# What is needed
Every record should be copied exactly, except that pictures are to be omitted.

[[ Supplied data, beginning ]]

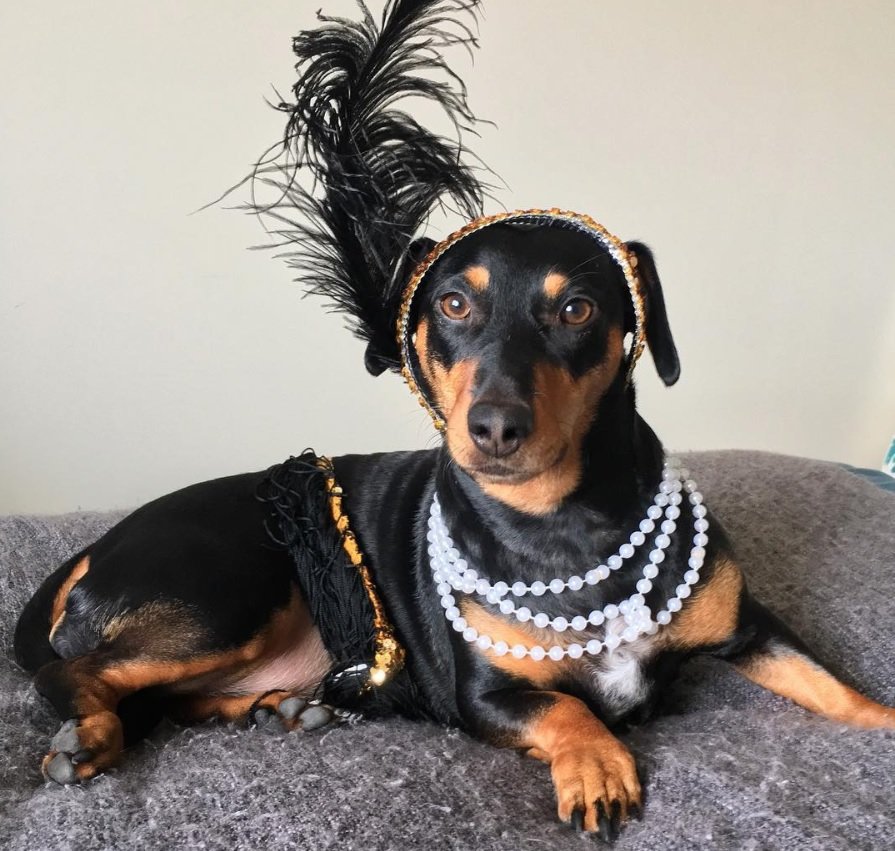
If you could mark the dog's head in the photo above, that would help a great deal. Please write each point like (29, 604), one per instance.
(518, 335)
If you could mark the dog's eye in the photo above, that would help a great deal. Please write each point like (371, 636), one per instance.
(455, 306)
(576, 312)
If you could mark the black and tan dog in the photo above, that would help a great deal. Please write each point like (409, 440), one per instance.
(515, 336)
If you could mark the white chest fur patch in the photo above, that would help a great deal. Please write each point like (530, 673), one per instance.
(619, 674)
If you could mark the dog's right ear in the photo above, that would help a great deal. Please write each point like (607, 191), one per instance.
(658, 331)
(381, 355)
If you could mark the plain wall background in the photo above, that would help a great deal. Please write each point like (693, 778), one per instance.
(143, 348)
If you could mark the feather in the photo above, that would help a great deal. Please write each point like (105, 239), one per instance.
(356, 177)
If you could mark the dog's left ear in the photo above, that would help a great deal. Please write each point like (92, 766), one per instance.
(658, 332)
(385, 354)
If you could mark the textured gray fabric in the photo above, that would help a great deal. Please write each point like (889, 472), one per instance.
(729, 767)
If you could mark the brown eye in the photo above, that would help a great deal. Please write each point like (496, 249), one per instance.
(455, 306)
(576, 312)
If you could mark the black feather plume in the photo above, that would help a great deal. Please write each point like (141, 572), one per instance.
(356, 176)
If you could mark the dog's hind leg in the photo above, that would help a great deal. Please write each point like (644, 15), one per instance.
(772, 656)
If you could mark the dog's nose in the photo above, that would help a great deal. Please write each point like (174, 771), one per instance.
(499, 429)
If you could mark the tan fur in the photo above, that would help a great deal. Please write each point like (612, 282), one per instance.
(554, 284)
(57, 613)
(805, 683)
(711, 616)
(588, 764)
(478, 277)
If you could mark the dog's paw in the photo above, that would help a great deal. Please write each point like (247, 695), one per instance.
(597, 788)
(292, 713)
(83, 748)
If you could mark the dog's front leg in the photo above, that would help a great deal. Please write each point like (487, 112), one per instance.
(770, 654)
(597, 788)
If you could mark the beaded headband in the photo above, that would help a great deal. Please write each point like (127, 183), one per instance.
(549, 218)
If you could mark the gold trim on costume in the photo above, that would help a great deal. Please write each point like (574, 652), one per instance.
(616, 248)
(388, 654)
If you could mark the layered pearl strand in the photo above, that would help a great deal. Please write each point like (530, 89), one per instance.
(625, 621)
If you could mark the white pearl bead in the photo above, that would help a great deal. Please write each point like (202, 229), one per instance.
(631, 633)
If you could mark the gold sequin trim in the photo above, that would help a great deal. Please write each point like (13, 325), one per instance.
(388, 654)
(616, 248)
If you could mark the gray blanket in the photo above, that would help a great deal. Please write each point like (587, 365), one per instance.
(727, 766)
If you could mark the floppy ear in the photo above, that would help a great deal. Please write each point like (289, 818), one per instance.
(658, 333)
(382, 355)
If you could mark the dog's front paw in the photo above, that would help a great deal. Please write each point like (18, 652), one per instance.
(83, 747)
(597, 787)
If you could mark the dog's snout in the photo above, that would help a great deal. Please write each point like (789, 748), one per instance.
(499, 429)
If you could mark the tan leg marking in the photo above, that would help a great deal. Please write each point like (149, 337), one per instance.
(711, 616)
(554, 284)
(792, 675)
(58, 611)
(588, 764)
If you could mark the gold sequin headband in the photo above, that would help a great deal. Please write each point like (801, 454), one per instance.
(555, 218)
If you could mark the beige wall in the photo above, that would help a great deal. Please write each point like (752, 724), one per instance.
(750, 144)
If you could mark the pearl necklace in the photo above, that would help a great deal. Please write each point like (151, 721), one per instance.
(625, 621)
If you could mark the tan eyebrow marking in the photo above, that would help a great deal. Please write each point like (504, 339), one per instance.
(554, 284)
(477, 277)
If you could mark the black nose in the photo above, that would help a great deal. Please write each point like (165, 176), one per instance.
(499, 429)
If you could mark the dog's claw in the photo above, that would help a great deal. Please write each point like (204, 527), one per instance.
(60, 770)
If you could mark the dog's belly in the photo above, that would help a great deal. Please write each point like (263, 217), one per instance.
(300, 668)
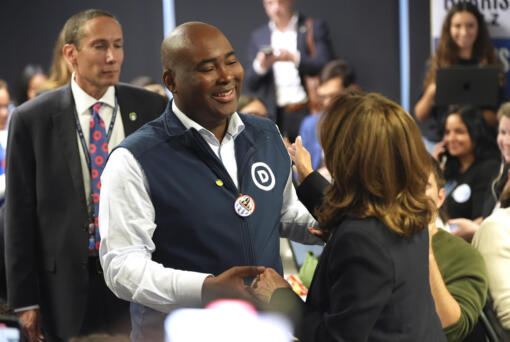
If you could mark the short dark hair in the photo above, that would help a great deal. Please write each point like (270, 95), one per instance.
(338, 68)
(73, 28)
(482, 137)
(358, 131)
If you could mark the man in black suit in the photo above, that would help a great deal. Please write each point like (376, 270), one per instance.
(55, 283)
(280, 55)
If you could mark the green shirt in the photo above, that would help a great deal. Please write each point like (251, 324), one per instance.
(465, 275)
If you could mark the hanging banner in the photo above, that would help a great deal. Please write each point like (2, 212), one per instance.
(497, 17)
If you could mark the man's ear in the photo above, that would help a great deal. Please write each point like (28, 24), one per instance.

[[ Supplied data, end ]]

# Solution to the problem
If you could mark the dog's head in the photo above, that would help a great deal. Please write each point like (29, 604), one per instance.
(518, 335)
If you could mark the dog's eye in the photo above, that would help a great deal. Please write each point like (371, 636), one per instance.
(455, 306)
(576, 312)
If you could mark the black and tan dog in the photo above, that would help a great deal. Please write each point like (409, 440), one per instance.
(515, 336)
If you could mark the white chest fur patch in the photo above, that would help a great deal. Please write each point like (530, 673), one per instance.
(619, 674)
If you could mark the dog's right ear in the photo above, that would help a great deal. Please write each point like (607, 191), one per instance.
(658, 331)
(381, 355)
If you could mark the plain wall background in the photo above, that would help a great deal. Please write each point like (693, 778), one per instance.
(143, 348)
If you could mark the feather in the photo above, that would help a great deal. Please write each point like (105, 239), one per instance.
(356, 177)
If you could mark the dog's left ear in the photo above, that would help a great deal. Please write each point like (92, 766), one per instance.
(658, 332)
(385, 354)
If you could mark the textured gray fabric in the photo above, that would help a great deal. Please write each point like (889, 472), one per instance.
(729, 767)
If you could mark the brown eye in the photo above, that would help a great deal. Please write each point like (496, 249), one per instance.
(455, 306)
(576, 312)
If you could mark the black feather plume in the photo above, that would help a great deal. Please write each point like (141, 572), one per instance.
(356, 176)
If you could mark the dog's hind leg in the photo above, that would help a great deal. Please write each point like (644, 15), one per instance.
(772, 656)
If you could mark the dog's nose in the photo above, that would help a great deal. Please write each point like (174, 771), one per instance.
(499, 429)
If you could mark the tan fur in the photo above, that would help a great deal. Please write each point like (612, 282), one per instance.
(554, 284)
(57, 613)
(805, 683)
(711, 616)
(588, 764)
(478, 277)
If you could mark the dog's paw in the photo above, that would help a great deal. Please write each point like (247, 695), one per instance.
(597, 788)
(292, 713)
(83, 748)
If you could mark the dog's front leg in the photo above, that would help a great deal. Please write each point like (487, 112), one per instance.
(770, 654)
(597, 788)
If you could mark the beaded headband in the photo above, that would help a great deal. Please write each point like (127, 183), one per instance.
(549, 218)
If you could mark the gold trim on costume in the photo above, that would help a great deal. Please write each point like (574, 652), one per instance.
(616, 248)
(388, 654)
If you could mark the layered pearl strand in the photo above, that would help a great deal. Please write each point like (530, 89), one per instance.
(625, 621)
If you could mark the white pearl bead in the photo above, that would help a great deal. Please write each point like (202, 229), one per instance.
(631, 633)
If you could mark the gold sequin trim in the photo above, that would help a great deal. Please write each point like (13, 325), one per instance.
(388, 654)
(616, 248)
If you could mark the gray blanket in the photo above, that would help a great deal. Please write each point like (587, 365), one per instance.
(727, 766)
If you could mark the floppy ear in the photo above, that would help a great deal. Please write each point like (289, 818), one per instance.
(658, 333)
(382, 355)
If you could mark the dog's front paw in the photo above, that would help a great deal. Please write each point like (18, 652), one per instance.
(83, 747)
(597, 787)
If you could mark the dog's snout in the photo above, that would help a great deal. Please write each point like (789, 748), one per instance.
(499, 429)
If you could mark the tan leg marking in the photo above, that would help a great deal. Please write each point like (149, 337), one per instance.
(711, 616)
(554, 284)
(792, 675)
(58, 611)
(588, 764)
If you could mark the gold sequin headband in the photo above, that would help a great deal. Please write each point like (801, 454), one per instance.
(555, 218)
If you could mark the beige wall in the photo above, that would help a great deal. Please write each point like (752, 724), one per instance.
(750, 144)
If you could mark the pearl necklace in the photo above, that would help a great deal. Please write each point like (151, 721), one per instance.
(625, 621)
If you could mark the tan eyebrow marking in the photo above, that would help a great deal. Please write each point like (504, 339), one per instance.
(554, 284)
(477, 277)
If you could mark the black nose in the photo above, that would help a great deal. Please write each point like (165, 176), one per instance.
(499, 429)
If you could mark the dog's claw in the photo above, that would help a great deal. Please write each point like (204, 527), one per instance.
(60, 770)
If you could mark the dog's belly in the photo above, that would help a great deal. Please write each point like (263, 217), one per instance.
(300, 668)
If you could mark the short dark hair in the photo above, that would help a great deal. Please write each point like (270, 95), one per instance.
(338, 68)
(73, 28)
(482, 137)
(358, 131)
If you could mark the man in black suit in the photo above, that would help a great deal. Please write each point like (376, 270), one per instance.
(55, 283)
(280, 55)
If you could mark the green shirt in the photo above, that would help a great deal. Please write each point like (251, 324), one per instance.
(465, 275)
If you could mark the hanging banner in the photo above, that would help a great deal. Please write each point like (2, 212), one per instance.
(497, 17)
If you could mark the man's ear in the photo above, that would help a great deal. Please write each point like (28, 24), one per instance.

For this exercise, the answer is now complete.